*To be done*.
1. In the blind command injection text, roughly how long did the request with the sleep 20 payload take to respond?
2. Return, unchanged, the part of the blind command injection text that opens with the words containing "This is a positive" and closes with "approximately 20,488 milliseconds.".

*Source*.
- - - - - - -

Discovering blind command injection
Because of the implementation of this Blind OS command Injection vulnerability, we are not able to read STDOUT, but we still have a few ways to verify that we are controlling the webserver.
Time based OS injection
As it says on Portswigger.net:
"You can use an injected command that will trigger a time delay, allowing you to confirm that the command was executed based on the time that the application takes to respond. The ping command is an effective way to do this, as it lets you specify the number of ICMP packets to send, and therefore the time taken for the command to run.""
A simplified version of the above: "Use a time delay command to force the server to wait before giving you a response."
This is the request when it hasn't be augmented (cut down to the vulnerable parameter for space reasons):
delim=tab
It takes approximately 462 milliseconds.
delim=tab&&ping -c 20 google.com
(remember to URL encode!)
Takes approximately 7,186 milliseconds.
This is a positive result, but let's confirm it with the sleep
command.
Payload:
delim=tab&&sleep 20
Url encoded payload:
delim=tab%26%26sleep%2020
Takes approximately 20,488 milliseconds.
This is perfect! It takes approximately ~470 ms to respond, and the extra time is from our sleep command. We have confirmed remote code execution, or RCE for short.
Using curl to test remote code execution
Before we move on, let's learn another way to confirm RCE. Hackers often have to understand many ways to complete a task, as one may not work from time to time. Let's use curl
(a popular command line request tool for *nix systems.)

- - - - - - -

*Supplied data*.

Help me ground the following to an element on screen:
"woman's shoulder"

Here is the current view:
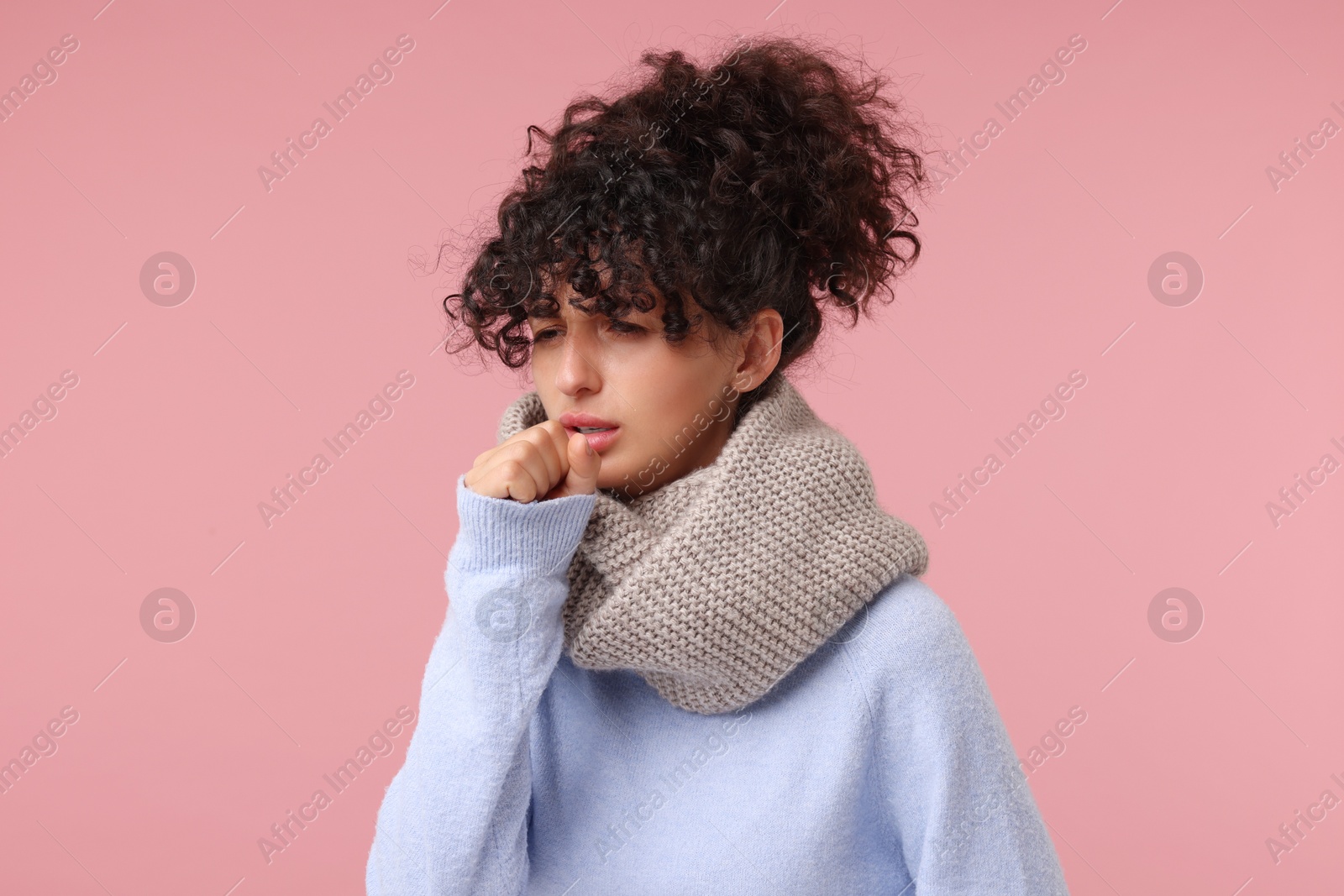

- - - - - - -

*Solutions by task*.
1. Approximately 20,488 milliseconds.

2.
This is a positive result, but let's confirm it with the sleep
command.
Payload:
delim=tab&&sleep 20
Url encoded payload:
delim=tab%26%26sleep%2020
Takes approximately 20,488 milliseconds.